Tasks and exercises:
1 – According to the forum thread about the Eddy Curry trade, what record did the team post during its stretch the previous year?
2 – Reproduce the passage of the forum thread starting at "## Rhyder (Jul" and ending at "on your opinion.", substituting "Miami" for "Washington".
3 – Extend the forum thread about the Eddy Curry trade, picking up after its final sentence.

Given text:
##########

I have no trouble believing that.


FWIW.


----------



## TomBoerwinkle#1 (Jul 31, 2002)

Guys, we already have a thread that pretty well documents everyone's positions on the Eddy Curry trade.

If there is something new to bring to that discussion, how about posting it on that thread?

If there is nothing to do but repeat the same argument(s) for the umpteenth time, how about we give it a rest?


----------



## Rhyder (Jul 15, 2002)

Pippenatorade said:


> WHO SAYS THIS?! You!?! We were on a 47-26 stretch last year! Even the ABC guys were saying that NOBODY wanted us in the playoffs before Deng and Curry went down. And that was with the third youngest roster in the league. So who the F says this?! YOU! I believe we easily could have been a contender. I believe I had basis for my opinion in that statement. We went toe-to-toe with Washington without two of our best 3 or 4 players depending on your opinion.


See my above post for explanation of why I feel we weren't on the verge of becoming a contender.



> But that's the thing. We were already more than possibly a contender LAST year. With Curry and Deng we WERE a contender. Maybe a borderline one, but I believe it far less speculative of me to think we would have been a legit contender this year, next year and the year after than for you to hold the belief that we will be with assets who are still greatly uncertain.


Had we had Curry and Deng and beat Washington in the first series, you honestly think we could even hold a candle to Miami and Detroit in the next two rounds. Do you think we could have beat any of Phoenix, Dallas, or San Antonio in a finals game. The Suns bowed out early because they were without playoff experience too. We could hardly match the intensity against a team like Washington, and I don't think Deng over Noc or Curry would have brought that extra intensity.

##########

(Source records)

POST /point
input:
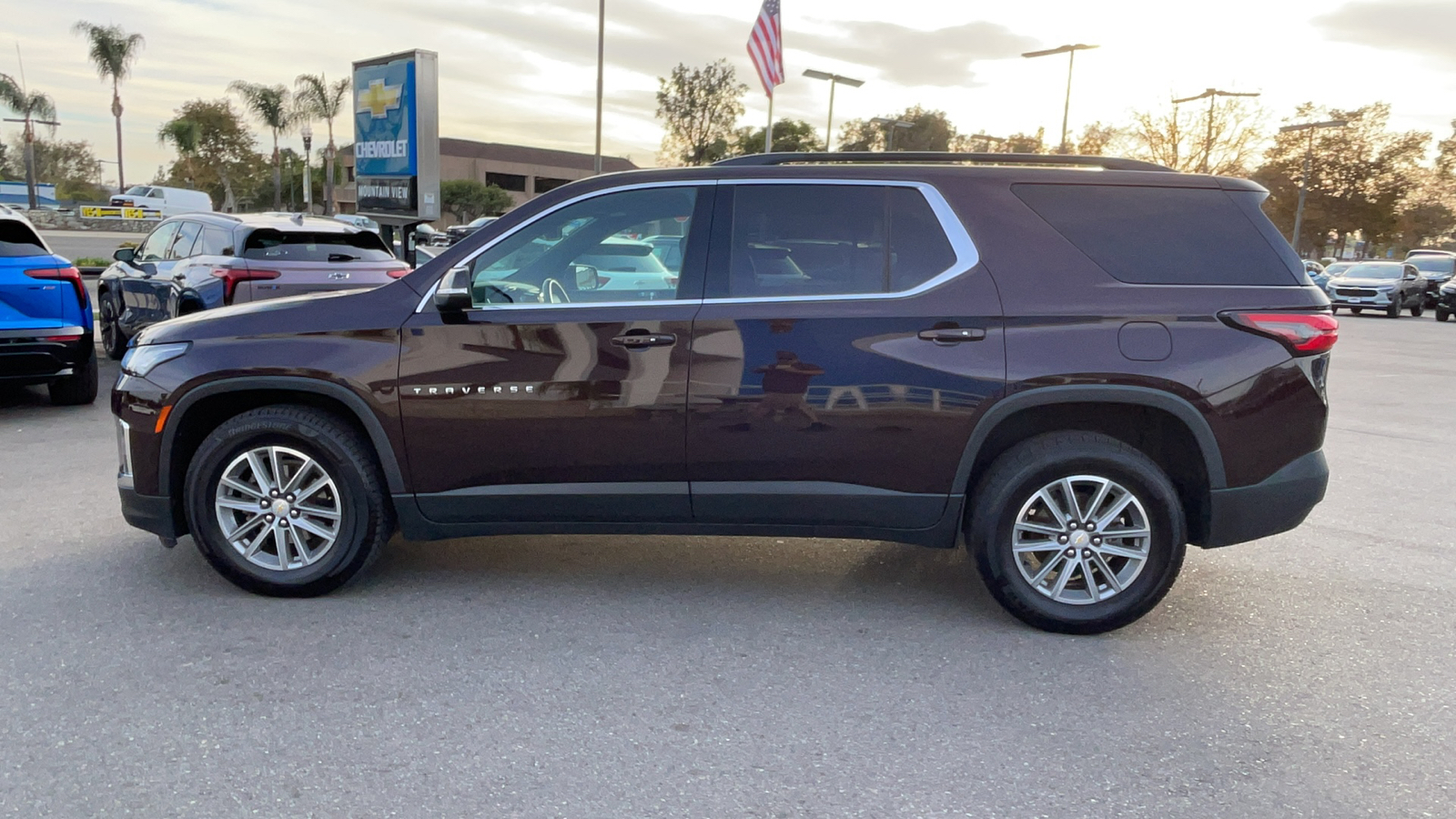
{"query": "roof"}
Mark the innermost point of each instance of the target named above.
(524, 155)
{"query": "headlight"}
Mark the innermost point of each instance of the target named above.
(142, 360)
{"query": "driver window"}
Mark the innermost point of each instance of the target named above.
(155, 247)
(601, 249)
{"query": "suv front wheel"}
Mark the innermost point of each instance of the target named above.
(288, 501)
(1077, 532)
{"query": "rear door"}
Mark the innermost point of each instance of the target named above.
(313, 261)
(558, 398)
(26, 303)
(844, 349)
(140, 298)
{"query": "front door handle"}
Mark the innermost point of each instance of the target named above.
(640, 339)
(953, 334)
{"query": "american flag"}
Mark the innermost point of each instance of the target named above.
(766, 47)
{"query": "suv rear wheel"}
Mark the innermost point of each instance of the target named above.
(288, 501)
(1077, 532)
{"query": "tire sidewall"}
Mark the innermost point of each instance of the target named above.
(1165, 554)
(239, 436)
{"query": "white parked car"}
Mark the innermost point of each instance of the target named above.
(171, 201)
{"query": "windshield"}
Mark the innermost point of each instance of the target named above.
(1380, 270)
(315, 247)
(1433, 264)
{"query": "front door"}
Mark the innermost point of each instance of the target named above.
(561, 397)
(844, 349)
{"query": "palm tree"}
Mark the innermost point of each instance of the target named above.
(324, 101)
(273, 106)
(34, 108)
(113, 51)
(182, 135)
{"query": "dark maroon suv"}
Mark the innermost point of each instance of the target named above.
(1077, 363)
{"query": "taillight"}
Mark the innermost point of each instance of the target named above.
(1303, 334)
(232, 276)
(65, 274)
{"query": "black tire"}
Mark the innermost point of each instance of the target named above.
(366, 521)
(79, 388)
(1014, 480)
(113, 339)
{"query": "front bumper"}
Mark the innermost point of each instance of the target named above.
(1276, 504)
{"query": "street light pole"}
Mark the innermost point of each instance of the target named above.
(308, 177)
(1309, 160)
(602, 53)
(892, 126)
(1067, 106)
(834, 80)
(1212, 95)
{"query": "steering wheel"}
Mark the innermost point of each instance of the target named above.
(555, 292)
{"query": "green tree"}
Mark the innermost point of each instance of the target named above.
(699, 108)
(216, 150)
(273, 106)
(1361, 177)
(325, 101)
(788, 136)
(34, 108)
(931, 130)
(1178, 137)
(113, 51)
(470, 198)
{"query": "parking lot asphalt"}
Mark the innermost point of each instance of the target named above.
(1305, 675)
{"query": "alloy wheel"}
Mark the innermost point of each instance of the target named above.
(278, 508)
(1082, 540)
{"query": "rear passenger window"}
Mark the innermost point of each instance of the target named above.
(216, 242)
(834, 241)
(1167, 235)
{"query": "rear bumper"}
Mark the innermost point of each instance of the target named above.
(1278, 504)
(149, 513)
(28, 358)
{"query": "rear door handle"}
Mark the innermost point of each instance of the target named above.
(953, 334)
(640, 339)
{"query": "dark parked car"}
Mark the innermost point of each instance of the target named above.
(1436, 268)
(1446, 302)
(46, 319)
(1378, 286)
(852, 349)
(210, 259)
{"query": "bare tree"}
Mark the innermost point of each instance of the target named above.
(1178, 137)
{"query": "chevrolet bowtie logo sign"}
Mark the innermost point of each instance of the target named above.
(379, 99)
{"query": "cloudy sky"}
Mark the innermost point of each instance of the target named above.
(524, 70)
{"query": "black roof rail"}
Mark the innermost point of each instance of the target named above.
(950, 157)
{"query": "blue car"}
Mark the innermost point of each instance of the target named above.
(46, 317)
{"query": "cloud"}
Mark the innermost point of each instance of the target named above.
(1412, 26)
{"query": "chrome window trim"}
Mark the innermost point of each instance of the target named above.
(966, 252)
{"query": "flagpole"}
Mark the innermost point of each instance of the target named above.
(768, 135)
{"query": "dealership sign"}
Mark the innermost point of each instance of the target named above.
(397, 137)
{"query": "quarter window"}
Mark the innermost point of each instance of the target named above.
(593, 251)
(834, 241)
(181, 245)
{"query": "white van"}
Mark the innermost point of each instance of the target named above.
(171, 201)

##########

Outputs by task:
1 – 47-26

2 –
## Rhyder (Jul 15, 2002)

Pippenatorade said:


> WHO SAYS THIS?! You!?! We were on a 47-26 stretch last year! Even the ABC guys were saying that NOBODY wanted us in the playoffs before Deng and Curry went down. And that was with the third youngest roster in the league. So who the F says this?! YOU! I believe we easily could have been a contender. I believe I had basis for my opinion in that statement. We went toe-to-toe with Miami without two of our best 3 or 4 players depending on your opinion.

3 –
----------



## Babble-On (Sep 28, 2005)

Pippenatorade said:


> 3. We had low post scoring as a safety valve last year. Curry didn't contribute last year? I seem to remember Curry making a layup to ice a game v. the Knicks. I remmeber him leading a second half BLOWOUT of the Pistons in Detroit where we absolutely made them look like women. The whole second half was a dunkfest and the world champs couldn't do a single thing to stop us and instead were left standing their with their thumbs you know where. And this year they laugh in our faces and we do jack crap about it. LAst year with Eddy in the lineup.. two games IN DETROIT, 2-0. Figure it out.


Its easy to isolate a couple of games to distort the overall picture. I could isolate a few games from November and say Sweetney alone more than makes up for Curry. Curry didn't play that great a factor in the second halves of most games. Thats a fact. 

Also, since you wanna play up the two wins over Detroit, let me point out the fact that in one of those wins Eddy scored but 12 points, while Chandler had 13,11, and 2. i also disagree with the charcteriztion of an 11 point win as a blowout.

Also, about Gordon being great off the bench: that simply wasn't true this year. He was terrible until he was put in the starting lineup.


----------



## MuresansThimble (Nov 16, 2005)

Curry was not worth the money it would have taken to keep him here. Give me a nucleus of Gordon/Hinrich/Deng/Chandler and one star player, and I like that team for a decade.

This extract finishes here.